Copy all of the data below line for line without changing a word, and leave out the pictures.

(Excerpts of location labeling data)
——

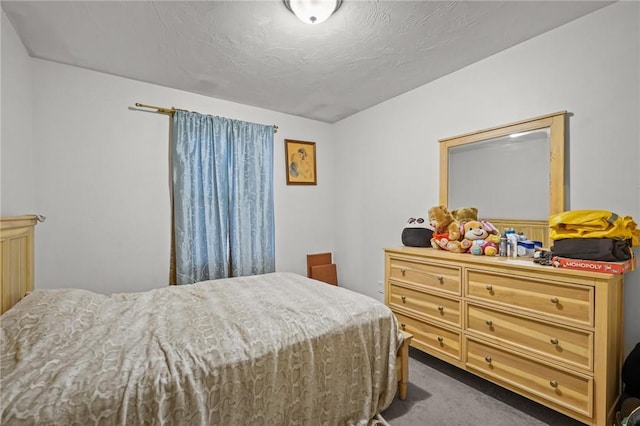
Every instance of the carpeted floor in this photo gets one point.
(442, 394)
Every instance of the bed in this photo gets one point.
(274, 349)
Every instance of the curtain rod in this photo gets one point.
(170, 111)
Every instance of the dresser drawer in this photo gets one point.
(426, 275)
(566, 302)
(566, 389)
(430, 338)
(426, 304)
(570, 346)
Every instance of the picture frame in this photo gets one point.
(300, 162)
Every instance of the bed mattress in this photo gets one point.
(274, 349)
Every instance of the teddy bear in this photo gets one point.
(446, 231)
(483, 236)
(465, 214)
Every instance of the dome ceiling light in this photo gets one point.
(313, 11)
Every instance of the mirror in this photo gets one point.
(513, 174)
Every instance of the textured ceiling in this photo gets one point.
(258, 53)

——

● **OUTPUT**:
Every instance of the carpeted floor in this photo gets one point.
(442, 394)
Every instance of the bed in this photo gets one point.
(274, 349)
Every instance of the curtain rod in this photo gets one point.
(170, 111)
Every instance of the dresser drawer in this photo gets one point.
(426, 275)
(566, 302)
(566, 389)
(430, 338)
(426, 304)
(570, 346)
Every instance of the picture frame in this photo gets one point.
(300, 162)
Every instance of the bed mattress in this photo gets one point.
(274, 349)
Every instance of the teddy bear in this photo gets one point.
(446, 231)
(483, 236)
(465, 214)
Every instance of the dome ceiling light in this photo gets one point.
(313, 11)
Every instance of the mirror in this photo gets one point.
(513, 174)
Every instance of the textured ceiling in this photo gets one point.
(258, 53)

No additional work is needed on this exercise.